(Position identification data)
◆ ◆ ◆ ◆ ◆ ◆ ◆

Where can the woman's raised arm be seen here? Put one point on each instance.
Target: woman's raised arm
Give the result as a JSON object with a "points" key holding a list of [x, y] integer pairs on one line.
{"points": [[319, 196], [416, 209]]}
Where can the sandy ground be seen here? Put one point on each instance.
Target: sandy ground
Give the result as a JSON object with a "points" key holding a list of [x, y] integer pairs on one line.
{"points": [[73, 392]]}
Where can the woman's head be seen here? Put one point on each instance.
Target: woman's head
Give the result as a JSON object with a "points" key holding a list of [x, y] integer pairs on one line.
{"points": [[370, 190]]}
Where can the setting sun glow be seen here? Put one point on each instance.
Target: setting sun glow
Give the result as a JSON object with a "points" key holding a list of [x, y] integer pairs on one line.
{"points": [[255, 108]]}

◆ ◆ ◆ ◆ ◆ ◆ ◆

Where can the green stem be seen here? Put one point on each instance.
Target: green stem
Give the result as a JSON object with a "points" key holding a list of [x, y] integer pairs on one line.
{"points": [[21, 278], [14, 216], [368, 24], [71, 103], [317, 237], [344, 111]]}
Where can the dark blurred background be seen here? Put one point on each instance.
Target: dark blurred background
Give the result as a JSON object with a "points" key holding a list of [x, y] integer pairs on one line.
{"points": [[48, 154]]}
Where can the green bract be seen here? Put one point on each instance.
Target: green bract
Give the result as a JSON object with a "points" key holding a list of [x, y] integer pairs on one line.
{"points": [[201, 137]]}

◆ ◆ ◆ ◆ ◆ ◆ ◆

- WORK INSTRUCTIONS:
From the data above, copy out each line that includes the string "bract". Letter case matters.

- COMPLETED TASK:
Where can the green bract be seen here? Put one point on each instance.
Target: green bract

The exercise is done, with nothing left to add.